> **EXERCISE BRIEF**
All entries are to be given again verbatim.

> **DATASET CONTENT**
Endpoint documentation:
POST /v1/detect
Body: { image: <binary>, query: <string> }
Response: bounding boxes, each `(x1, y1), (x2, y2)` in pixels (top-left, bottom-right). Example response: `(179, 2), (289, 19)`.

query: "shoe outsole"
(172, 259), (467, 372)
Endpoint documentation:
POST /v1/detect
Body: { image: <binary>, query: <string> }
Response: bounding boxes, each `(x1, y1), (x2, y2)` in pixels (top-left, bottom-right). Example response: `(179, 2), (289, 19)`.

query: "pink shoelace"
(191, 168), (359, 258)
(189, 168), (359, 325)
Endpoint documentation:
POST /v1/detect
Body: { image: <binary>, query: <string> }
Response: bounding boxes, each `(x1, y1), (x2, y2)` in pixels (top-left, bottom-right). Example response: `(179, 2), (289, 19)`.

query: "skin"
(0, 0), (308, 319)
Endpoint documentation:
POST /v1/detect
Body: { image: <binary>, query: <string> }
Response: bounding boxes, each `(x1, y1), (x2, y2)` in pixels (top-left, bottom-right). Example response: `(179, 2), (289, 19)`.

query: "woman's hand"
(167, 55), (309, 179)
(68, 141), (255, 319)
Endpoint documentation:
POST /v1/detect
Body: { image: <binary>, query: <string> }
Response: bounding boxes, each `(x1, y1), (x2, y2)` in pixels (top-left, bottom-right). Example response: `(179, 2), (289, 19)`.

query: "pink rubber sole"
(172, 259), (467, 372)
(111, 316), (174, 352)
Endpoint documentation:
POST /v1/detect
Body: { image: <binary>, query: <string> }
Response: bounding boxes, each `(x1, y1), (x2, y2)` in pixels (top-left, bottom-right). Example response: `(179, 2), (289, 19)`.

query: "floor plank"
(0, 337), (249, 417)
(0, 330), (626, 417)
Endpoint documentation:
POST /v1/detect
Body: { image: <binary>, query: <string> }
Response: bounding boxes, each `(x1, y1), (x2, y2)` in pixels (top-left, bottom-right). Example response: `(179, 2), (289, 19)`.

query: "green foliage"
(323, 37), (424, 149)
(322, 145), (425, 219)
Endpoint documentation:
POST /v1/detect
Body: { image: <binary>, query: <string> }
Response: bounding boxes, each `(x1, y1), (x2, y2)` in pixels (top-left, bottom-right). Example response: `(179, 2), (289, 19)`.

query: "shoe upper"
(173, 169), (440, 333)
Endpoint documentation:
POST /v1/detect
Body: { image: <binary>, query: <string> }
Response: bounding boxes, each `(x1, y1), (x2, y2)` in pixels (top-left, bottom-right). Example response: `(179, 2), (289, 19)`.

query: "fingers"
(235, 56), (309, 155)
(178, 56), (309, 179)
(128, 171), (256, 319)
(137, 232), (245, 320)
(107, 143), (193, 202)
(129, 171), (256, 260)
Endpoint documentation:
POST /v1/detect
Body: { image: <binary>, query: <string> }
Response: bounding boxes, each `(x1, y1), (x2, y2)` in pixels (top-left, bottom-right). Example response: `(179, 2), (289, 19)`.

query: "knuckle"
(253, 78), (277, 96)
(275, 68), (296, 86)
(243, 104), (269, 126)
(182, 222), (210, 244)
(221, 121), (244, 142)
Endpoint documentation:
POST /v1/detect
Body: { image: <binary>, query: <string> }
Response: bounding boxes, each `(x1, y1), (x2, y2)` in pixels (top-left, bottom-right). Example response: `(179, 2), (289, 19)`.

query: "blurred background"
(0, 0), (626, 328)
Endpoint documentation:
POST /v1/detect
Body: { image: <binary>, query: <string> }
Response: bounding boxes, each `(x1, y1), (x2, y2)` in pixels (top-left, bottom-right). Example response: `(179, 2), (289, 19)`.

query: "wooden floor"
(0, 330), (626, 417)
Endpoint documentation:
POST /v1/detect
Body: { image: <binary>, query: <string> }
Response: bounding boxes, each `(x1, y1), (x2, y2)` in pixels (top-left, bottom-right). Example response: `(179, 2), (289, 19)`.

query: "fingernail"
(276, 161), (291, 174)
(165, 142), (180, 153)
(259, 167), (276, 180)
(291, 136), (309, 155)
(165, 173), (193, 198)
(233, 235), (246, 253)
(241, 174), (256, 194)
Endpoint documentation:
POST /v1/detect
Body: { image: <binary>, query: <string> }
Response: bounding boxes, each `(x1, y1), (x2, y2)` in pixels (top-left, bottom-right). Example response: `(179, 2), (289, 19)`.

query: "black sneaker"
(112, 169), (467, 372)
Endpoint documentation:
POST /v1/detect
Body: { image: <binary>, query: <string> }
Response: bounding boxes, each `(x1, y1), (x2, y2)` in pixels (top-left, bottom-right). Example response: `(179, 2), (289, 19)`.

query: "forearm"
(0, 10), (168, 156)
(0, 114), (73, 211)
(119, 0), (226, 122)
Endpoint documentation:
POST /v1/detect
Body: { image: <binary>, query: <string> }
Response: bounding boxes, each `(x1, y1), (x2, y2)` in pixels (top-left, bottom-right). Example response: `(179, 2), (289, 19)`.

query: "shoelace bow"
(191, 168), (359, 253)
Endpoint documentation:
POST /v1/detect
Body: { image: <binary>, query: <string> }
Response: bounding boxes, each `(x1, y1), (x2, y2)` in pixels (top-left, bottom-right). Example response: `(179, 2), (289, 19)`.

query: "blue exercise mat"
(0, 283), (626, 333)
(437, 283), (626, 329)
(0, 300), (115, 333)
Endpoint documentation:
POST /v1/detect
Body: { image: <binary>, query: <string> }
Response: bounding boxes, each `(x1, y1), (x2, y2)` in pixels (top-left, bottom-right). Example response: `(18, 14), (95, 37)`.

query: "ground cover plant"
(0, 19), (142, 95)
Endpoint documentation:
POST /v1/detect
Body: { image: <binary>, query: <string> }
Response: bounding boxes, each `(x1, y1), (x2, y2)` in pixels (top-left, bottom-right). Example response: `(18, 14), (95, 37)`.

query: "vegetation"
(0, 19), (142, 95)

> **RESULT OF THE TASK**
Endpoint documentation:
POST /v1/detect
Body: { image: <binary>, query: <string> }
Response: bounding boxes, each `(x1, y1), (x2, y2)` in pixels (top-left, bottom-right). Example response: `(179, 2), (289, 19)`.

query: "shoe outsole"
(172, 259), (467, 372)
Endpoint documentation:
POST /v1/detect
Body: { image: <binary>, query: <string> }
Response: bounding boxes, each `(x1, y1), (x2, y2)` in pixels (top-left, bottom-right). Example response: `(179, 2), (289, 19)`.

query: "pink shoelace"
(191, 168), (359, 258)
(189, 168), (359, 325)
Endpoint documentation:
POST /v1/detect
Body: { image: <binary>, query: <string> }
Response: bounding boxes, each `(x1, y1), (x2, y2)` in pixels (top-left, bottom-right). Example response: `(179, 2), (289, 19)`.

query: "skin"
(0, 0), (308, 319)
Endpoint documentation:
POST /v1/detect
Body: { image: <binary>, query: <string> }
Response: bounding boxes, each `(x1, y1), (x2, y2)` in pixels (top-left, bottom-right). Example response: `(179, 2), (289, 19)`.

query: "woman's hand"
(167, 55), (309, 179)
(68, 141), (255, 319)
Endpoint documentation:
POST /v1/detect
Body: { image: <binary>, query: <string> }
Response: bounding boxes, each `(x1, y1), (x2, y2)` in pixels (top-left, bottom-right). Example response: `(179, 2), (289, 19)`.

query: "pink rubber sole"
(172, 259), (467, 372)
(111, 316), (174, 352)
Endpoint documentation:
POST /v1/detect
Body: { image: <binary>, query: <string> }
Response: bounding boxes, each `(x1, y1), (x2, y2)` in pixels (top-left, bottom-right). Example response: `(179, 2), (289, 19)`.

query: "floor plank"
(0, 337), (249, 417)
(0, 330), (626, 417)
Endpoint documentation:
POST /v1/detect
Body: { image: <binary>, query: <string> }
Response: bounding boxes, each `(x1, y1), (x2, y2)` in pixels (top-left, bottom-right). Example response: `(179, 2), (289, 19)`.

query: "green foliage"
(323, 37), (424, 149)
(322, 145), (425, 219)
Endpoint documentation:
POST /v1/detect
Body: { image: <binary>, query: <string> }
Response: bounding boxes, each `(x1, y1), (x2, y2)` in pixels (top-left, bottom-right). Example response: `(179, 2), (289, 19)`.

query: "shoe upper"
(173, 169), (440, 333)
Endpoint documentation:
POST /v1/detect
Body: { image: <binary>, query: <string> }
Response: bounding boxes, each `(x1, y1), (x2, y2)` in pixels (top-left, bottom-right). Example response: `(179, 2), (289, 19)`.

query: "fingers"
(235, 56), (309, 155)
(178, 56), (309, 179)
(128, 171), (256, 319)
(137, 232), (245, 320)
(107, 143), (193, 202)
(129, 171), (256, 260)
Endpoint documentation:
POST /v1/detect
Body: { image: <binary>, query: <string> }
Response: bounding boxes, each `(x1, y1), (x2, y2)` in pixels (top-left, bottom-right). Example response: `(179, 2), (289, 19)`.

query: "knuckle"
(253, 78), (277, 96)
(275, 68), (296, 86)
(243, 104), (269, 126)
(182, 222), (210, 244)
(221, 121), (244, 142)
Endpoint documentation:
POST /v1/detect
Body: { image: <binary>, query: <string> }
Response: bounding boxes, each `(x1, y1), (x2, y2)` in pixels (top-left, bottom-right). Example response: `(179, 2), (289, 19)`.

query: "blurred background"
(0, 0), (626, 328)
Endpoint documentation:
POST /v1/detect
Body: { image: <binary>, query: <string> }
Response: bounding boxes, each `(x1, y1), (x2, y2)` in pixels (top-left, bottom-right). Example response: `(179, 2), (289, 19)`.

query: "wooden floor"
(0, 330), (626, 417)
Endpoint documentation:
POST /v1/detect
Body: { image: <binary>, query: <string> }
Response: bounding boxes, each `(x1, y1), (x2, y2)` in pixels (top-left, bottom-right). Example response: `(179, 2), (289, 19)`.

query: "fingernail"
(276, 161), (291, 174)
(165, 142), (180, 153)
(259, 167), (276, 180)
(291, 136), (309, 155)
(165, 173), (193, 198)
(233, 235), (246, 253)
(241, 174), (256, 194)
Endpoint documentation:
POST /v1/detect
Body: { image: <binary>, query: <string> }
Response: bounding boxes, each `(x1, y1), (x2, y2)` in pixels (top-left, bottom-right). Example response: `(179, 2), (289, 19)`.

query: "black sneaker"
(112, 169), (467, 372)
Endpoint documentation:
POST /v1/detect
Body: { image: <binary>, query: <string> }
Response: bounding boxes, each `(x1, y1), (x2, y2)` in pixels (top-left, bottom-right). Example response: `(179, 2), (289, 19)`.

query: "forearm"
(0, 10), (168, 156)
(0, 114), (73, 211)
(119, 0), (226, 122)
Endpoint documentation:
POST /v1/detect
Body: { image: <binary>, query: <string> }
Response: bounding boxes, each `(x1, y1), (x2, y2)` in pixels (top-left, bottom-right). Example response: `(179, 2), (289, 19)`.

query: "shoelace bow"
(191, 168), (359, 253)
Endpoint documentation:
POST /v1/detect
Body: { image: <binary>, query: <string> }
Response: bounding boxes, each `(x1, y1), (x2, y2)` in pixels (top-left, bottom-right). Example response: `(179, 2), (289, 19)`.

query: "blue exercise mat"
(0, 283), (626, 333)
(437, 283), (626, 329)
(0, 300), (115, 333)
Endpoint documentation:
POST /v1/detect
Body: { image: <binary>, query: <string> }
Response: bounding boxes, each `(x1, y1), (x2, y2)` in pixels (top-left, bottom-right). Example response: `(18, 14), (95, 37)`.

query: "ground cover plant"
(0, 19), (142, 95)
Endpoint documentation:
POST /v1/detect
Body: { image: <binary>, query: <string> }
Response: bounding boxes, each `(x1, y1), (x2, y2)` in pixels (top-left, bottom-right). Example response: `(18, 14), (95, 37)`.

query: "vegetation"
(0, 19), (142, 95)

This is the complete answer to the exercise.